It looks like the Higgs boson, the only part of the Standard Model of particle physics that has not yet been directly detected, might be heavier than we thought, and correspondingly even more difficult to detect. This, anyway, is the claim of a new analysis from the D0 experiment, one of the two (along with CDF) large general-purpose detectors at the Tevatron particle accelerator at Fermilab. (See also comments from David Harris.) What they’ve actually done is to improve their measurement of the mass of the top quark, the penultimate particle of the Standard Model, discovered at Fermilab in 1995. Through the miracle of quantum mechanics, the properties of all the different particles of the Standard Model come into calculating the rates of various interactions; so given what we know about certain interactions, we can infer the mass of the Higgs if we very accurately know the mass of the top.

Of course, there are a lot of assumptions that go into such an inference. Personally, I tend not to trust them; the history of physicists predicting the mass of particles like the top and the Higgs is not filled with spectacular successes. Usually we don’t come up with a convincing explanation until after we’ve finally measured it.
# # # #
#### [PROBLEMS TO SOLVE]
1. Decide whether each statement agrees with the Higgs boson text, answering yes or no and quoting the words from the text that settle it: (a) The top quark was discovered at Fermilab in 1995. (b) D0 is the only large general-purpose detector at the Tevatron. (c) The writer trusts the assumptions used to infer the Higgs mass.
2. Carry on writing the Higgs boson text from the point where it ends.
The data is unrelated to the Higgs boson text.

#### [EXTRACTED MATERIAL]
# # # #
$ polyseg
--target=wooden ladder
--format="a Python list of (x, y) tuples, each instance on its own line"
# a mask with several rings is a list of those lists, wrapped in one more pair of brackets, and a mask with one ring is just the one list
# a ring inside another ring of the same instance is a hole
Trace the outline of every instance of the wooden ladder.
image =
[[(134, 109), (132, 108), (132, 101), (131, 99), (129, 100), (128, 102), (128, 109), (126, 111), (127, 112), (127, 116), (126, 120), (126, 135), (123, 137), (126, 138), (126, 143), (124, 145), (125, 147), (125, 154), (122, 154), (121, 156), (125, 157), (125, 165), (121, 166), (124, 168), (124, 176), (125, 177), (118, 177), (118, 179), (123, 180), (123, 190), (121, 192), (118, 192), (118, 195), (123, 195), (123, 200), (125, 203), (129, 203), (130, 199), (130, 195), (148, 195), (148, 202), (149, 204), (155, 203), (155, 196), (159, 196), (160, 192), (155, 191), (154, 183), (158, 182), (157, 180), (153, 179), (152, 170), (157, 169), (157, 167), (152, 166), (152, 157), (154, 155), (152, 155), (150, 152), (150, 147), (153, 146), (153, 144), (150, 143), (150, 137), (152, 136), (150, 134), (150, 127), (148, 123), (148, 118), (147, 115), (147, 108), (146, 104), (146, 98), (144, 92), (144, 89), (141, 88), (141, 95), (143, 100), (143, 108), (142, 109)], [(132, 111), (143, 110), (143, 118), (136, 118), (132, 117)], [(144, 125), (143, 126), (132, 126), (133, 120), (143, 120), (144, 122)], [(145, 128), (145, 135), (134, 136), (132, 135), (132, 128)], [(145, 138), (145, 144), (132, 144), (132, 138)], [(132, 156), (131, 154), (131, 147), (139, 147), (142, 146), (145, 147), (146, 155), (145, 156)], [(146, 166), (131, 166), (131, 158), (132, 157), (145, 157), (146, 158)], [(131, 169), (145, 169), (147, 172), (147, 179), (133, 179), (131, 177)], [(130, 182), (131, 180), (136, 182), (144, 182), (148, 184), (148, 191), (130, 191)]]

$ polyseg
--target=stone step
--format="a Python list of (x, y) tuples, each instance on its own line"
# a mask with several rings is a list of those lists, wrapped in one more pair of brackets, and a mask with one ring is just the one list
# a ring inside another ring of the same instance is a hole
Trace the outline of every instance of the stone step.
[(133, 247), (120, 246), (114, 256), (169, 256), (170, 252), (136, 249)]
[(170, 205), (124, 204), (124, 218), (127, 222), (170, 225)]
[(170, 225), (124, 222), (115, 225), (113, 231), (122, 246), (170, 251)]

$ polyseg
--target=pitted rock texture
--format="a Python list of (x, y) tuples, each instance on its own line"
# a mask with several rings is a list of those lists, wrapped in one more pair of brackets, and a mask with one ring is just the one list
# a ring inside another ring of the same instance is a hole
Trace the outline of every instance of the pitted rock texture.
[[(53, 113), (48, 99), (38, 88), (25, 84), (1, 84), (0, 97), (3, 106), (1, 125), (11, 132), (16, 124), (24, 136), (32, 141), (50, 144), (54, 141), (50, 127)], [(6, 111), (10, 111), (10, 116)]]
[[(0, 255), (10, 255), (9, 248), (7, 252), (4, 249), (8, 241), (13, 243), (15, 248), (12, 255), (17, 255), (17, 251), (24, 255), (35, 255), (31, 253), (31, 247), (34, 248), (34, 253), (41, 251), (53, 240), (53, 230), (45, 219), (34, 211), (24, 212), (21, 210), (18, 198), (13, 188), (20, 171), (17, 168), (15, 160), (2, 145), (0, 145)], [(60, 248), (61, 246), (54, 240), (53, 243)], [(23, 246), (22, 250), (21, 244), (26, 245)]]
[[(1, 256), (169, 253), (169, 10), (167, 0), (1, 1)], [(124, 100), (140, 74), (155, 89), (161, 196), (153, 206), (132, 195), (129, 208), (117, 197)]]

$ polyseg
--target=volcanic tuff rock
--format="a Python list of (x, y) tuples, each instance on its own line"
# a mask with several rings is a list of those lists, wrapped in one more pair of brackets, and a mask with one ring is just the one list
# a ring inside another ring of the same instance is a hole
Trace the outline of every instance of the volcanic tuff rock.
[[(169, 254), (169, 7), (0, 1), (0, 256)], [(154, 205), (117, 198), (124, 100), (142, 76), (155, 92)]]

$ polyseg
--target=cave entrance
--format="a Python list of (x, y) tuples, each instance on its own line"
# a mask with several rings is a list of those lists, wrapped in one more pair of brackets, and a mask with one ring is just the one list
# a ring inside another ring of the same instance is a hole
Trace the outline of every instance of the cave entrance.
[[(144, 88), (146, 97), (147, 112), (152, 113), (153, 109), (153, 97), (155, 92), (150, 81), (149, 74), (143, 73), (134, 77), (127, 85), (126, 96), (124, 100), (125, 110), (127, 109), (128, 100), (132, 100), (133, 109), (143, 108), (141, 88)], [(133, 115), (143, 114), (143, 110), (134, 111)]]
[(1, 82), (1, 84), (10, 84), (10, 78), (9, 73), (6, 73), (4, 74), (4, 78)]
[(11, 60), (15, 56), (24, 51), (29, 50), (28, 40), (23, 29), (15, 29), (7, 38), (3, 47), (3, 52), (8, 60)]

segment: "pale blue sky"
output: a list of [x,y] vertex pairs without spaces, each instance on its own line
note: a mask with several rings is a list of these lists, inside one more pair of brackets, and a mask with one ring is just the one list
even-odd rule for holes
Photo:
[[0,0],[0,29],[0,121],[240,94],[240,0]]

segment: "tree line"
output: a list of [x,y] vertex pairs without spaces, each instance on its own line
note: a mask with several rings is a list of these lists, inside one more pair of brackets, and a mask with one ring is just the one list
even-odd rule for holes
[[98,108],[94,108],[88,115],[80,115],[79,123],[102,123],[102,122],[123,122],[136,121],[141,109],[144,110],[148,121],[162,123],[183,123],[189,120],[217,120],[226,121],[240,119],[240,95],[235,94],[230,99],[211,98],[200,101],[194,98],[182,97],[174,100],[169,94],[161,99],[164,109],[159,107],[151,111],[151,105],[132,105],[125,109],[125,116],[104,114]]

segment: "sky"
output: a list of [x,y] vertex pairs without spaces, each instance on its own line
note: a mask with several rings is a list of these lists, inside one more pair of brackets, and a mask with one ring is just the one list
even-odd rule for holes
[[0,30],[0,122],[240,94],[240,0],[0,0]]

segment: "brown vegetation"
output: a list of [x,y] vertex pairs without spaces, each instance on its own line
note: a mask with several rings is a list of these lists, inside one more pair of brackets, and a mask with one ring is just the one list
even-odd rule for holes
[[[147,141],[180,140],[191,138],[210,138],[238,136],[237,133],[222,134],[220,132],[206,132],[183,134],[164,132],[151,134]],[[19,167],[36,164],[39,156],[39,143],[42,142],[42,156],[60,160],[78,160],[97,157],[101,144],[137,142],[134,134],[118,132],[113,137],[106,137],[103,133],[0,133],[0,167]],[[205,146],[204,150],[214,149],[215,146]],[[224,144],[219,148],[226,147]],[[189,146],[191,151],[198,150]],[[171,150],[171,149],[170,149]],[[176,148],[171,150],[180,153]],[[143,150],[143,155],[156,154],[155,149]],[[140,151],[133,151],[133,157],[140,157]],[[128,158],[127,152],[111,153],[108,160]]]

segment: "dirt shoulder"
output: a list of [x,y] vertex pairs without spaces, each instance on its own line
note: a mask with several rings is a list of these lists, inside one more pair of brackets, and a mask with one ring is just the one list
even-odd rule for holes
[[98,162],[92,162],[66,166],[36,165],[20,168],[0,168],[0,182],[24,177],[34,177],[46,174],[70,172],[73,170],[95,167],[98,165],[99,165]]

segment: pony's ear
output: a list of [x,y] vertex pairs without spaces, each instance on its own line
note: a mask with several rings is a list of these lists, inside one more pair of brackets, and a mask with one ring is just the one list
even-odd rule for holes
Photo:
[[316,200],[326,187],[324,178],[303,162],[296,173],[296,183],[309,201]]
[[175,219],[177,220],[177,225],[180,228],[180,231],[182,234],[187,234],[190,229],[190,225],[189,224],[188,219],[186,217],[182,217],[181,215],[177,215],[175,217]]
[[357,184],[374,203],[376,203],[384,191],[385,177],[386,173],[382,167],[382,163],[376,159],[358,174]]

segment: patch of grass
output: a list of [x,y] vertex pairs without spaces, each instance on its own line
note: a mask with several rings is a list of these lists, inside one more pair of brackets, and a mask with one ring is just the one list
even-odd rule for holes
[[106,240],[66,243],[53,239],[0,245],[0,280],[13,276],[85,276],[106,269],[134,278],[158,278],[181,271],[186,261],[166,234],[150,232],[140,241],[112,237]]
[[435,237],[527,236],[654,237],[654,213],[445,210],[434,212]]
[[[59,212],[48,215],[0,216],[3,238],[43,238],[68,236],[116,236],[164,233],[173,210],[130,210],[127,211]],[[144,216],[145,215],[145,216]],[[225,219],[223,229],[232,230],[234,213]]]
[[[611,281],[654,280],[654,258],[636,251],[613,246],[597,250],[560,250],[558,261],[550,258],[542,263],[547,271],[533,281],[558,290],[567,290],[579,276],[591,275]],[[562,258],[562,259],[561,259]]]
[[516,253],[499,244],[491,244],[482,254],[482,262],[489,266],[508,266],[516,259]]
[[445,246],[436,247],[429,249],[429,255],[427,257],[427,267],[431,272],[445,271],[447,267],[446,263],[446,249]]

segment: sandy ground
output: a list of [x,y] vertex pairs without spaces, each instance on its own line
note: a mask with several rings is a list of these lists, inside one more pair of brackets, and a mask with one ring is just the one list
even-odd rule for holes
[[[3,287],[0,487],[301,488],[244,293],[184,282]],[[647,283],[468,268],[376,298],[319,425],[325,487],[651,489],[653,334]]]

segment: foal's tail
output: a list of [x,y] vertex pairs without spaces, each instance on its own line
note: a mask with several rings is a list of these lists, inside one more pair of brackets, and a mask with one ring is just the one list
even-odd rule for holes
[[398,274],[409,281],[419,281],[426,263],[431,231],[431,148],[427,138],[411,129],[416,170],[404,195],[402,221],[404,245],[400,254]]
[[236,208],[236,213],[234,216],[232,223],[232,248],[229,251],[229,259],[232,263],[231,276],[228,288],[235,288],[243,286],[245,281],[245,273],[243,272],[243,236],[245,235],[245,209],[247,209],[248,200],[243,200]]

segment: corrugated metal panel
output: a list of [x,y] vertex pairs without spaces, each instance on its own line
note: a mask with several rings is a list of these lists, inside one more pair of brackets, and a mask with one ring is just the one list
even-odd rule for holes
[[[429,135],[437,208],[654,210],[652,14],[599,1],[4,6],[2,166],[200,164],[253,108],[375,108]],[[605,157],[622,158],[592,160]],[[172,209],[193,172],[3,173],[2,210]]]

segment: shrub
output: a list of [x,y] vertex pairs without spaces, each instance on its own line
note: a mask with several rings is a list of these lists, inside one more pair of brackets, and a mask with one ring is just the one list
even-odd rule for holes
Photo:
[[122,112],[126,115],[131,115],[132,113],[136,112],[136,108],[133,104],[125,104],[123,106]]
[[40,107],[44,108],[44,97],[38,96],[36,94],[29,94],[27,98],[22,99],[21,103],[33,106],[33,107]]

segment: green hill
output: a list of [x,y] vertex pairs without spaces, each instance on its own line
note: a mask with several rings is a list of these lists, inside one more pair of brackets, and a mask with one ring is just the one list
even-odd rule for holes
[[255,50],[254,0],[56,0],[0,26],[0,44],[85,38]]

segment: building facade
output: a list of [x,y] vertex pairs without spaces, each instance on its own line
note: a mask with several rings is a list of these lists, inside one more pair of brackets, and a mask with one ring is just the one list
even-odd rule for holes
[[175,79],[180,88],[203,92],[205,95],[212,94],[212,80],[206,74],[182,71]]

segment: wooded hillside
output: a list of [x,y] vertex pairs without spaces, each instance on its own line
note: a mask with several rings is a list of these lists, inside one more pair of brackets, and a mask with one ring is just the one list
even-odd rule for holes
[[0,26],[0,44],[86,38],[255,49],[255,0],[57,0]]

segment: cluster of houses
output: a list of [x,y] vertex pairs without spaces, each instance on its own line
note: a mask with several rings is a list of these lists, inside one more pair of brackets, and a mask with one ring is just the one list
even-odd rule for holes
# # # #
#### [THE RESPONSES]
1.
(a) Yes: "discovered at Fermilab in 1995"
(b) No: "one of the two (along with CDF) large general-purpose detectors at the Tevatron"
(c) No: "Personally, I tend not to trust them"

2.
Fermilab’s Tevatron is currently the highest-energy particle accelerator in the world, and two of its major goals are to find the Higgs and to find something completely outside the Standard Model, such as supersymmetry or extra dimensions. Competition is on its way, from the Large Hadron Collider at CERN in Geneva, which is scheduled to turn on in 2007. The LHC will have a significantly higher energy than the Tevatron, and should easily be able to detect something new and interesting, whatever that may be. There is a “nightmare scenario” in which the LHC discovers the Standard-Model Higgs and nothing else, giving us no clues about new physics; I’ll put long odds against it, though.

Particle physics is desperate for an experimental discovery that isn’t already accommodated by the Standard Model; no particle accelerator has given us such a surprise since, oh, the mid-Seventies. This drought has caused a great deal of anxiety and hand-wringing, but it is certainly the exception rather than the rule; more often in physics the experiments are running far ahead of the theories, and we’re scrambling to explain all of the new phenomena being uncovered. I suspect we’ll be rapidly back into such a phase once the LHC comes online, if not sooner. (For any physics undergraduates or beginning graduate students out there who are worried about job prospects and wondering what field to go into, my advice would be particle phenomenology. In the five-year timescale to get a Ph.D., the field will go from being listless and anticipatory to rambunctious and contemporary, and good young people will be in huge demand.)